◆ **Stated task**
Reproduce every one of the rows below verbatim, line for line.

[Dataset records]
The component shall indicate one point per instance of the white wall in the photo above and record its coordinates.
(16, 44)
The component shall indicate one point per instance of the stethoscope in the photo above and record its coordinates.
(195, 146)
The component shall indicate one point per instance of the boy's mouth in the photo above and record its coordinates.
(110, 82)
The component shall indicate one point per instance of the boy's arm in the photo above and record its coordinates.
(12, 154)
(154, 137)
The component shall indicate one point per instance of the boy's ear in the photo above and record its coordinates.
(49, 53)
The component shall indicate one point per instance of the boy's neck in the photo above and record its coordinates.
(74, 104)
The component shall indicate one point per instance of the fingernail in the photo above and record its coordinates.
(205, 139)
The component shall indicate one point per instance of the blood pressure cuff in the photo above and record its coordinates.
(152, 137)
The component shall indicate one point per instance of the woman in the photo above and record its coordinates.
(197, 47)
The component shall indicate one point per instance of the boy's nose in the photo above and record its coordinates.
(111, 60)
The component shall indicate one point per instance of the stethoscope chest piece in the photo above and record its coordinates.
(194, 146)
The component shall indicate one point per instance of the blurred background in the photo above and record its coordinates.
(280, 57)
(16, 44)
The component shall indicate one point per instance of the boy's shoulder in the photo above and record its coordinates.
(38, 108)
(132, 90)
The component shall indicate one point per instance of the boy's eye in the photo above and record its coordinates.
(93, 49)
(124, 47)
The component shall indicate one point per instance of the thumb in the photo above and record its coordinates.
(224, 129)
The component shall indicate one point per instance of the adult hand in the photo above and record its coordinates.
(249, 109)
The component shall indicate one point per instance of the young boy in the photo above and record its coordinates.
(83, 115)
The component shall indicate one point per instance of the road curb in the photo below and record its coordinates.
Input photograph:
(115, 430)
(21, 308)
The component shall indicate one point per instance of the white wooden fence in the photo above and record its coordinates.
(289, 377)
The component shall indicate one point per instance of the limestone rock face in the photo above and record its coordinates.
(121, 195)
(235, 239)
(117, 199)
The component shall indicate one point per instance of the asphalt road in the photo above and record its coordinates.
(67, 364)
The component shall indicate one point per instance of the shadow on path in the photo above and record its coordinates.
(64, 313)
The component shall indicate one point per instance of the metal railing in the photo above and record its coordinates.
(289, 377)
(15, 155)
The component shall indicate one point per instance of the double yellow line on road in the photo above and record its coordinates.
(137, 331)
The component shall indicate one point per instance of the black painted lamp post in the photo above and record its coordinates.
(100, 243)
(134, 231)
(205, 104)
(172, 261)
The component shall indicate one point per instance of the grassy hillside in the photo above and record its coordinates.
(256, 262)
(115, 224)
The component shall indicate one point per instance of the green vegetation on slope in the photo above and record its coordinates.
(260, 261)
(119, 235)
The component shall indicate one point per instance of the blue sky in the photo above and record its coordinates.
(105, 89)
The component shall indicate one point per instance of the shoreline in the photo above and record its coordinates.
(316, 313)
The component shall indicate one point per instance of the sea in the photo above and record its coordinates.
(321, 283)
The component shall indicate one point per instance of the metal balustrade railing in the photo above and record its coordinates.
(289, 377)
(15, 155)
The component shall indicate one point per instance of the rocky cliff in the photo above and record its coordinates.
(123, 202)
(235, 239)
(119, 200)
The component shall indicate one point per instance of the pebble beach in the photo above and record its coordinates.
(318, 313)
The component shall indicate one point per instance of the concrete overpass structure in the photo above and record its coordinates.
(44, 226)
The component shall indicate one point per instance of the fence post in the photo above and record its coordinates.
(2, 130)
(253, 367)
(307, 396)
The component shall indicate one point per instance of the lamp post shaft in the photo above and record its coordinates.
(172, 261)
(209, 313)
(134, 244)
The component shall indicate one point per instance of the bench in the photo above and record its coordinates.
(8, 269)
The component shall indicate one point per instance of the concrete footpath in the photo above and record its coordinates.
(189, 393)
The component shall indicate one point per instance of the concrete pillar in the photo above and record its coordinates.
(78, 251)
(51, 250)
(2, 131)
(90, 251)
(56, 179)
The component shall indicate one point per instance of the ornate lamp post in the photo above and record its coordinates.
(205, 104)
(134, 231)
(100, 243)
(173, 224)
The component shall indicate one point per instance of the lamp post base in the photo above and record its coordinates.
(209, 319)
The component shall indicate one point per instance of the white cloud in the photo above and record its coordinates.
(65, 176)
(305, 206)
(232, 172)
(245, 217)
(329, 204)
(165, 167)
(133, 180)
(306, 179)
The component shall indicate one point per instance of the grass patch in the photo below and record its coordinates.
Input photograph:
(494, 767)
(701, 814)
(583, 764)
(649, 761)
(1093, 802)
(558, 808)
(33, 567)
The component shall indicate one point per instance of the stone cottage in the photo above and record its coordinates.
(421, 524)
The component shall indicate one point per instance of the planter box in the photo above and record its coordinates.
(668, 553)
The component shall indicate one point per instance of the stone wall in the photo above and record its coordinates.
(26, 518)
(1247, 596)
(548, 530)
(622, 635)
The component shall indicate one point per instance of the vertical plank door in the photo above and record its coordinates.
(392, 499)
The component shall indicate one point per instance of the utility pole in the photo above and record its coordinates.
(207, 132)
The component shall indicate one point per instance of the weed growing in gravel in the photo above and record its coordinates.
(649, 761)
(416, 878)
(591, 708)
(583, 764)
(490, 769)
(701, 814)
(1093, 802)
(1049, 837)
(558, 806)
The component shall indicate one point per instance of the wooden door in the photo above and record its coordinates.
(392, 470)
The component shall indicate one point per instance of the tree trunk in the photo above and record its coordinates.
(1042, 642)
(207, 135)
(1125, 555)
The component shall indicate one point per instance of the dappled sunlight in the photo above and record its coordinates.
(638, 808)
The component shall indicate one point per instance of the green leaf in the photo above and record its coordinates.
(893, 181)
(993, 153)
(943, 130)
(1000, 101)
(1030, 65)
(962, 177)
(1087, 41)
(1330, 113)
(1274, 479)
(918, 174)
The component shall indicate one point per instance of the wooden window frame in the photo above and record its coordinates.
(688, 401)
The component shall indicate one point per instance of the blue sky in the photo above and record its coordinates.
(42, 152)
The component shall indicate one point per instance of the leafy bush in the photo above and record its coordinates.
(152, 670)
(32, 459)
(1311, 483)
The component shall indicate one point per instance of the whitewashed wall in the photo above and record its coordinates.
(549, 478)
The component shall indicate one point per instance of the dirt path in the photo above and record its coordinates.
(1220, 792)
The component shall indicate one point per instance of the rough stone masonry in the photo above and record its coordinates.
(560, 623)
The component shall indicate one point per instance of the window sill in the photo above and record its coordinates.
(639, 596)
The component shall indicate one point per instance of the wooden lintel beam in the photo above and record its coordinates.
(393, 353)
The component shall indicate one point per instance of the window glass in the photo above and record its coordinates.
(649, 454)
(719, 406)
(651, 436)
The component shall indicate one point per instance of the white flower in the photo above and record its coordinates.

◆ **Response to this exercise**
The component shall indicate one point per instance of the white wall in the photo above and record its coordinates.
(16, 44)
The component shall indicate one point per instance of the stethoscope in the photo above and record its coordinates.
(195, 146)
The component shall indicate one point per instance of the boy's mouth in the photo above and record its coordinates.
(110, 82)
The component shall indicate one point per instance of the boy's arm in the photo above and record its coordinates.
(12, 154)
(154, 137)
The component shall indicate one point per instance of the boy's ear in the photo above and record its coordinates.
(49, 53)
The component shall indicate one point per instance of the boy's neck in the photo above and record its coordinates.
(74, 104)
The component shall indicate one point per instance of the fingernail in the photo above and record its coordinates.
(205, 139)
The component shall indicate one point per instance of the blood pressure cuff in the photo above and record its coordinates.
(152, 137)
The component shall indicate one point per instance of the woman in the photo above and record its coordinates.
(197, 47)
The component shall indicate one point per instance of the boy's nose in the photo above and record its coordinates.
(111, 60)
The component shall indicate one point per instance of the stethoscope chest piece in the photo above and record its coordinates.
(194, 146)
The component shall indicate one point per instance of the blurred background in the photo above and record its coordinates.
(280, 57)
(16, 44)
The component shall indicate one point per instance of the boy's shoulder in the photo above and record its coordinates.
(38, 108)
(132, 90)
The component shall indicate one point per instance of the boy's eye in the photo above and record its coordinates.
(93, 49)
(124, 47)
The component shall indicate one point per instance of the thumb in the photo above and record its coordinates.
(224, 129)
The component shall indicate one point per instance of the adult hand in the photo above and record its coordinates.
(249, 109)
The component shall indicate one point per instance of the young boy in the photo above and record its coordinates.
(83, 115)
The component shall indicate one point per instance of the road curb in the photo below and record its coordinates.
Input photograph:
(115, 430)
(21, 308)
The component shall indicate one point per instance of the white wooden fence in the photo above and record its coordinates.
(289, 377)
The component shall indicate one point per instance of the limestone rock face in the photo above and record its coordinates.
(121, 195)
(235, 239)
(117, 199)
The component shall indicate one point per instance of the asphalt road in the photo above and record its coordinates.
(67, 364)
The component shall indicate one point per instance of the shadow on path in the photo above and record its coordinates.
(64, 313)
The component shall indicate one point per instance of the metal railing in the photo above and record its coordinates.
(289, 377)
(15, 155)
The component shall indicate one point per instance of the double yellow line on road in the photo above and record its coordinates.
(137, 331)
The component shall indicate one point per instance of the black painted lamp post in the photo above and record its coordinates.
(100, 243)
(134, 231)
(205, 104)
(172, 261)
The component shall indicate one point per instance of the grassy hillside in the photo above and record its coordinates.
(256, 262)
(115, 224)
The component shall indicate one point per instance of the green vegetation on slope in the photo above and record its coordinates.
(260, 261)
(119, 235)
The component shall indicate one point per instance of the blue sky in the photo above and record its coordinates.
(105, 89)
The component shall indicate one point per instance of the shoreline in the photo above and record its coordinates.
(316, 313)
The component shall indicate one point per instance of the sea in the photo above and record its coordinates.
(321, 283)
The component shall indicate one point per instance of the metal balustrade railing in the photo above and record its coordinates.
(289, 377)
(15, 155)
The component shall indicate one point per instance of the rocky cliff in the photo above and record its coordinates.
(123, 202)
(235, 239)
(119, 200)
The component shall indicate one point per instance of the pebble beach in the photo above and record its coordinates.
(318, 313)
The component shall indicate one point per instance of the concrete overpass structure in the photo above and record its coordinates.
(44, 226)
The component shall indicate one point per instance of the fence post in the photo above and record its coordinates.
(2, 130)
(253, 367)
(307, 396)
The component shall indicate one point per instance of the lamp post shaft in the photo above and record its coordinates.
(172, 261)
(209, 313)
(134, 244)
The component shall indicate one point per instance of the bench in the photo above and record its coordinates.
(8, 269)
The component shall indicate one point per instance of the concrete footpath in the photo above and record its coordinates.
(189, 393)
The component shall indicate one point per instance of the concrete pillar in the photo above and record its coordinates.
(78, 251)
(51, 250)
(2, 131)
(90, 251)
(56, 179)
The component shall indicate one point per instance of the ornate lamp post in the photo above and record its coordinates.
(205, 104)
(134, 231)
(100, 243)
(173, 224)
The component shall indicate one point per instance of the lamp post base in the photo above and record its coordinates.
(209, 319)
The component shall indicate one point per instance of the white cloud in the photo above and record its coordinates.
(65, 176)
(305, 206)
(232, 172)
(245, 217)
(329, 204)
(165, 167)
(133, 180)
(306, 179)
The component shall indicate one point per instance of the grass patch in the photo below and record its coordinates.
Input photograph:
(494, 767)
(701, 814)
(583, 764)
(649, 761)
(1093, 802)
(558, 808)
(33, 567)
The component shall indicate one point per instance of the stone cottage in the photo above and record its coordinates.
(421, 524)
The component shall indicate one point per instance of the planter box in the photo above and record its coordinates.
(668, 553)
The component shall indicate one point per instance of the stone wall in the photo above and record its coordinates.
(26, 518)
(1247, 596)
(548, 530)
(622, 635)
The component shall indicate one point per instance of the vertical plank door in the photo above and record its coordinates.
(392, 499)
The component shall indicate one point per instance of the utility pole in the photo above and record its coordinates.
(207, 132)
The component shall indicate one point per instance of the weed growing in gravel in the photo above and record its coordinates.
(649, 761)
(416, 878)
(591, 708)
(583, 764)
(490, 769)
(701, 814)
(1093, 802)
(1049, 837)
(558, 806)
The component shall indicate one point per instance of the wooden door in the photo above and record its coordinates.
(392, 470)
The component shall indicate one point per instance of the tree trunk in the photo above and record its coordinates.
(1042, 642)
(207, 135)
(1125, 555)
The component shall indicate one point per instance of the dappled sunlight in the photo above and record its coordinates.
(638, 808)
The component shall indicate one point per instance of the green leaf in the photo above and record its coordinates.
(893, 181)
(993, 153)
(943, 130)
(1000, 101)
(1030, 65)
(962, 177)
(1087, 41)
(1330, 113)
(1274, 479)
(918, 174)
The component shall indicate one point per instance of the wooden window frame in the photo above and record its coordinates.
(688, 401)
The component shall indicate one point per instance of the blue sky in the photo above and record its coordinates.
(42, 152)
The component shall indicate one point per instance of the leafy bush in the photo above and record its coordinates.
(152, 670)
(32, 459)
(1311, 483)
The component shall indicate one point per instance of the whitewashed wall in the photo above and record its coordinates.
(549, 478)
The component shall indicate one point per instance of the dirt path in the photo above and record its coordinates.
(1220, 792)
The component shall indicate one point per instance of the rough stone masonry in the photo above and record its coordinates.
(560, 623)
The component shall indicate one point per instance of the window sill in the photo above and record its coordinates.
(639, 596)
The component shall indicate one point per instance of the wooden lintel beam in the photo above and record its coordinates.
(393, 353)
The component shall indicate one point per instance of the window glass in the photo above and record its coordinates.
(649, 454)
(719, 406)
(651, 436)
The component shall indicate one point per instance of the white flower in the photo above and record its coordinates.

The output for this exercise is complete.